> _CHECK YOUR UNDERSTANDING_
#1 In two sentences, summarize the text on the NLRB's successor bar decision.
#2 Reproduce the passage of the text on the NLRB's successor bar decision from "On June 28, 2022, the" up to and including "lost majority support.".

━━ TEXT

On June 28, 2022, the National Labor Relations Board (“NLRB”) voted to uphold the so-called “successor bar doctrine” in Hospital Menonita de Guyama, Inc. This doctrine provides incumbent unions with an irrebuttable presumption of majority support for at least six months after a change in employer ownership. Incumbent unions enjoy this irrebuttable presumption even if, as in Hospital Menonita, the employer claims it can provide objective evidence that the union has lost majority support.

The majority opinion cited the increasing volume of mergers and acquisitions in the contemporary economic landscape as supporting the successor bar doctrine, finding that failing to retain incumbent unions in the wake of increasingly frequent changes in company ownership would increase volatility and litigation in the labor market.

The dissenting opinion proposed that the NLRB return to the pre-2011 approach to changes in company ownership, in which the incumbent union had only a rebuttable presumption of majority support. The dissent also disagreed with the majority’s assertion that the successor bar would reduce labor volatility, arguing instead that forcing employees who no longer support a union to remain represented by that union would result in more, not less, instability in labor relations.

Takeaways

The successor bar doctrine is hardly a bedrock principle of labor law but rather an area where the NLRB has gone back and forth on the rebuttable vs. irrebuttable presumption issue over the years. Despite this lack of stability, employers who acquire companies with a represented workforce should take care for the first six months post-acquisition to deal with any incumbent union as if it had proof of majority support.

━━━━
━━ DATA EXTRACT

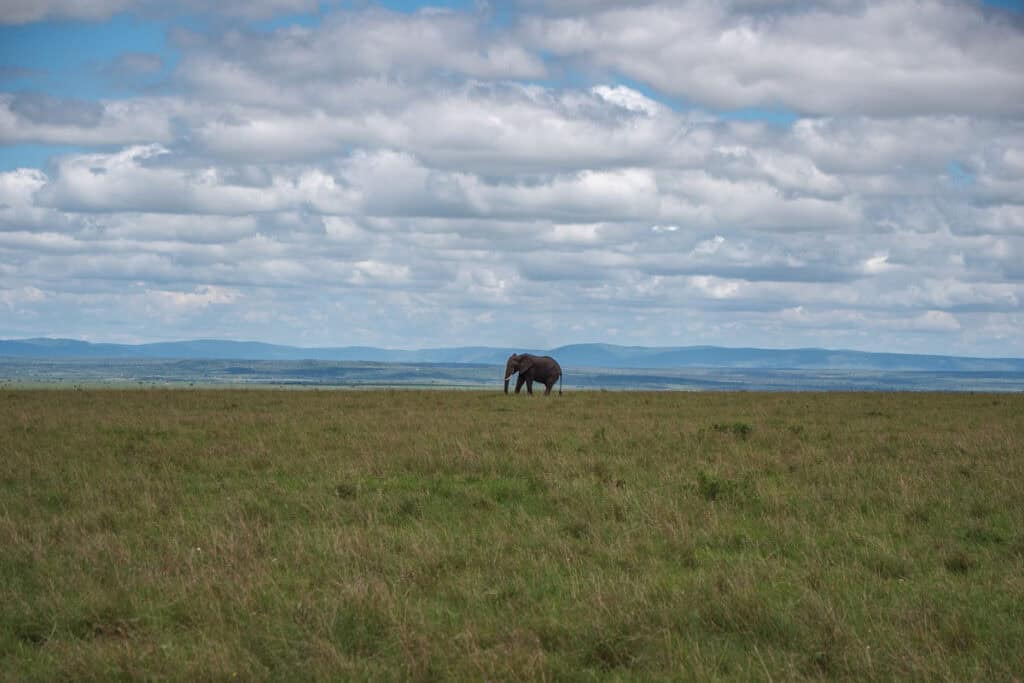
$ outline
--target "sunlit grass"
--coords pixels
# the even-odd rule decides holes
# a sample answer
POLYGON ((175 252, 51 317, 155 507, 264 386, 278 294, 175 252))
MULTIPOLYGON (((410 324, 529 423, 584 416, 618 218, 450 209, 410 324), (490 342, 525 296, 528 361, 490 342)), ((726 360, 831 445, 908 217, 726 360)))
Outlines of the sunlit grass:
POLYGON ((6 391, 0 678, 1015 680, 1024 396, 6 391))

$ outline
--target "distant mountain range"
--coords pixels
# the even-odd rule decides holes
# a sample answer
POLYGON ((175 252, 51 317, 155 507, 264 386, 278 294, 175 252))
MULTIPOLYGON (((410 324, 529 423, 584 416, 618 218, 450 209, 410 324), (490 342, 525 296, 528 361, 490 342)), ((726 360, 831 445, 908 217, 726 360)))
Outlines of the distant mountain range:
POLYGON ((553 349, 464 346, 420 350, 372 346, 302 348, 261 342, 199 339, 155 344, 93 344, 74 339, 0 340, 7 358, 180 358, 236 360, 367 360, 503 365, 513 352, 552 355, 564 368, 738 368, 1024 373, 1024 358, 975 358, 911 353, 870 353, 821 348, 762 349, 721 346, 615 346, 571 344, 553 349))

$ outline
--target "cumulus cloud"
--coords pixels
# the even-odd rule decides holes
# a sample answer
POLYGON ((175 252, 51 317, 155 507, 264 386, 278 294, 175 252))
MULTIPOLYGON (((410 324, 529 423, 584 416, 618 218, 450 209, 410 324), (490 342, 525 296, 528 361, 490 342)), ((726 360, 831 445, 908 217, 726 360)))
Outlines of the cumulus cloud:
POLYGON ((595 3, 528 40, 711 106, 1022 113, 1024 35, 974 3, 595 3), (821 36, 829 36, 821 41, 821 36))
POLYGON ((167 91, 0 92, 0 142, 87 147, 0 173, 0 334, 1024 354, 998 12, 514 7, 226 3, 111 61, 167 91), (282 11, 318 20, 250 24, 282 11))

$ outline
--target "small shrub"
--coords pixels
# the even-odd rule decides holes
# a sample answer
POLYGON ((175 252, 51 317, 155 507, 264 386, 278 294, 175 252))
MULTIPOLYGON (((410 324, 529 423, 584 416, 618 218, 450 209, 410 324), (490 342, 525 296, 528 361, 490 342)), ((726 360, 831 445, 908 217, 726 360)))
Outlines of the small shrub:
POLYGON ((697 472, 697 492, 706 501, 717 501, 735 488, 735 482, 700 470, 697 472))
POLYGON ((714 431, 724 434, 732 434, 733 436, 741 438, 743 440, 750 438, 751 433, 754 431, 754 427, 751 427, 745 422, 729 422, 729 423, 716 422, 711 426, 711 428, 714 431))

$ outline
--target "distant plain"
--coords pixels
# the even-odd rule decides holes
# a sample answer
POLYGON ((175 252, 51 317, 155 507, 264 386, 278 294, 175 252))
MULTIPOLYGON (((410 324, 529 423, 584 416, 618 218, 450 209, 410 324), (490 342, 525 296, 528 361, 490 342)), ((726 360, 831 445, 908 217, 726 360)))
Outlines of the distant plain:
POLYGON ((1024 677, 1021 394, 6 388, 0 443, 4 680, 1024 677))
MULTIPOLYGON (((718 391, 1024 391, 1024 372, 761 368, 579 368, 564 388, 718 391)), ((500 388, 490 364, 0 357, 0 386, 500 388)), ((525 389, 524 389, 525 391, 525 389)))

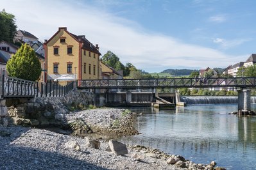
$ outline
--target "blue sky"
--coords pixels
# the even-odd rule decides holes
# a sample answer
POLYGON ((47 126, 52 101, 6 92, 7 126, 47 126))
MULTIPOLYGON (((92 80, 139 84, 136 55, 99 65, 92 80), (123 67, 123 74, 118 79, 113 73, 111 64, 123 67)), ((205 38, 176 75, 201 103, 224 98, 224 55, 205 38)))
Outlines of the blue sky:
POLYGON ((42 41, 65 26, 102 54, 110 50, 154 72, 244 61, 256 52, 255 6, 253 0, 1 0, 0 9, 42 41))

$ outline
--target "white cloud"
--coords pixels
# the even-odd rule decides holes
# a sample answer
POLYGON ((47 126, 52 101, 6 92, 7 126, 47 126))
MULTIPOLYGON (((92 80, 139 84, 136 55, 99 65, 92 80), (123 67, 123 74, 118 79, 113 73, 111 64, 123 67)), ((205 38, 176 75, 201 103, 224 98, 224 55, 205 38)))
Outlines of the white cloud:
POLYGON ((214 22, 221 23, 226 21, 227 19, 225 15, 219 15, 212 16, 209 18, 209 20, 214 22))
POLYGON ((215 43, 219 44, 221 48, 226 49, 241 45, 244 42, 250 40, 252 40, 252 38, 242 38, 242 39, 234 39, 234 40, 226 40, 223 38, 217 38, 213 39, 212 41, 215 43))
POLYGON ((110 50, 123 63, 132 63, 148 72, 178 67, 225 67, 235 58, 173 37, 151 33, 137 23, 80 1, 69 1, 70 3, 50 0, 1 2, 4 4, 2 8, 16 16, 19 29, 25 29, 42 40, 49 39, 58 27, 67 27, 71 33, 85 35, 92 43, 99 43, 102 54, 110 50))

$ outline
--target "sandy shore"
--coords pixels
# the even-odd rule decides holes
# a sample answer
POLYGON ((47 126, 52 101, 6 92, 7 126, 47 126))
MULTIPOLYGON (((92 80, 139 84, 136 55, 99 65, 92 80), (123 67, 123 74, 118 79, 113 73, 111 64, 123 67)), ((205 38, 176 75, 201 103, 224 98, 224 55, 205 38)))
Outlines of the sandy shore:
MULTIPOLYGON (((117 109, 87 110, 65 115, 69 123, 82 120, 98 133, 121 132, 121 134, 124 132, 123 128, 135 132, 131 127, 133 117, 127 111, 117 109)), ((99 149, 89 147, 86 141, 83 137, 45 129, 0 127, 0 169, 213 169, 180 156, 140 146, 127 146, 128 153, 117 156, 108 149, 107 141, 98 139, 99 149), (67 147, 71 142, 78 144, 79 149, 67 147), (171 157, 173 160, 184 159, 180 163, 186 168, 168 164, 171 157)))

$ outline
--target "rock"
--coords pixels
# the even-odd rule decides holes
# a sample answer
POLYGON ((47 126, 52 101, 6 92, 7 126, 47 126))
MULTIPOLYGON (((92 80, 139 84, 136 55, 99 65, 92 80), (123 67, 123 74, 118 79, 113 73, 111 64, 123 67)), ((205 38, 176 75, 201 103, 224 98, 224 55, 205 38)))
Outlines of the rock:
POLYGON ((101 146, 101 143, 97 140, 90 139, 87 137, 86 146, 89 148, 99 149, 101 146))
POLYGON ((12 120, 13 120, 14 125, 16 125, 28 126, 31 125, 31 122, 29 119, 13 118, 12 120))
POLYGON ((30 120, 30 125, 32 127, 36 127, 39 125, 40 123, 39 121, 37 120, 30 120))
POLYGON ((176 166, 176 167, 187 167, 186 164, 181 160, 179 160, 177 162, 176 162, 175 166, 176 166))
POLYGON ((64 115, 63 114, 55 114, 55 120, 62 121, 64 118, 64 115))
POLYGON ((47 118, 51 117, 52 116, 52 114, 51 112, 44 112, 44 116, 47 118))
POLYGON ((214 161, 212 160, 212 161, 210 162, 210 165, 211 166, 214 167, 216 165, 217 165, 217 164, 216 164, 216 162, 215 162, 214 161))
POLYGON ((8 125, 8 118, 2 118, 2 123, 3 123, 3 126, 4 127, 7 127, 8 125))
POLYGON ((109 140, 108 145, 111 151, 116 155, 123 155, 128 153, 128 150, 125 144, 114 140, 109 140))
POLYGON ((222 167, 216 167, 215 170, 226 170, 226 169, 222 167))
POLYGON ((42 127, 47 127, 50 124, 49 121, 46 118, 41 117, 39 118, 38 120, 40 122, 40 125, 42 126, 42 127))
POLYGON ((166 160, 166 162, 169 164, 175 164, 178 162, 178 160, 176 160, 174 158, 170 157, 166 160))
POLYGON ((17 114, 17 109, 14 107, 14 106, 12 105, 9 107, 9 110, 8 111, 10 117, 15 117, 17 114))
POLYGON ((16 109, 16 116, 18 118, 24 118, 26 117, 26 114, 25 112, 25 109, 23 107, 19 106, 17 107, 16 109))
POLYGON ((141 160, 144 158, 144 157, 142 155, 140 155, 137 153, 134 153, 133 154, 132 154, 131 157, 136 160, 141 160))
POLYGON ((79 144, 77 144, 76 146, 76 148, 74 148, 74 149, 75 149, 76 151, 80 151, 80 150, 81 150, 80 146, 79 146, 79 144))
POLYGON ((178 158, 178 160, 180 160, 181 161, 185 161, 185 160, 184 157, 183 157, 182 156, 177 155, 176 157, 178 158))
POLYGON ((157 158, 157 155, 155 155, 155 153, 146 153, 145 154, 145 156, 147 157, 151 157, 151 158, 157 158))
POLYGON ((6 107, 6 106, 1 107, 0 116, 7 116, 7 115, 8 115, 7 107, 6 107))
POLYGON ((80 150, 80 146, 76 141, 68 141, 64 144, 65 148, 74 149, 77 151, 80 150))

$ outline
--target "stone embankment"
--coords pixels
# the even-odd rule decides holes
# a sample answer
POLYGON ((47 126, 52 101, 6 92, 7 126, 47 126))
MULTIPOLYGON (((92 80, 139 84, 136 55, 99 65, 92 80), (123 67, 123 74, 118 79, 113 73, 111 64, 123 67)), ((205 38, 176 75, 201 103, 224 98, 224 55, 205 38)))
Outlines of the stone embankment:
POLYGON ((0 127, 0 169, 224 169, 141 146, 21 127, 0 127))
POLYGON ((108 137, 131 135, 138 134, 133 128, 133 114, 128 110, 119 109, 96 109, 66 114, 67 121, 76 135, 94 135, 108 137))

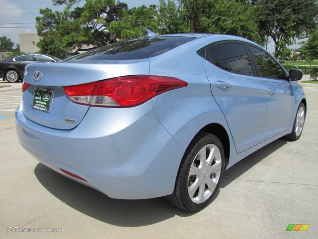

━━━━

> _ANSWERS TO THE EXERCISE_
#1 On June 28, 2022, the NLRB upheld the successor bar doctrine in Hospital Menonita de Guyama, Inc., which gives incumbent unions an irrebuttable presumption of majority support for at least six months after a change in employer ownership. The majority said the doctrine would limit volatility and litigation as ownership changes grow more frequent, while the dissent favored the pre-2011 rebuttable presumption and argued the bar would increase instability.

#2
On June 28, 2022, the National Labor Relations Board (“NLRB”) voted to uphold the so-called “successor bar doctrine” in Hospital Menonita de Guyama, Inc. This doctrine provides incumbent unions with an irrebuttable presumption of majority support for at least six months after a change in employer ownership. Incumbent unions enjoy this irrebuttable presumption even if, as in Hospital Menonita, the employer claims it can provide objective evidence that the union has lost majority support.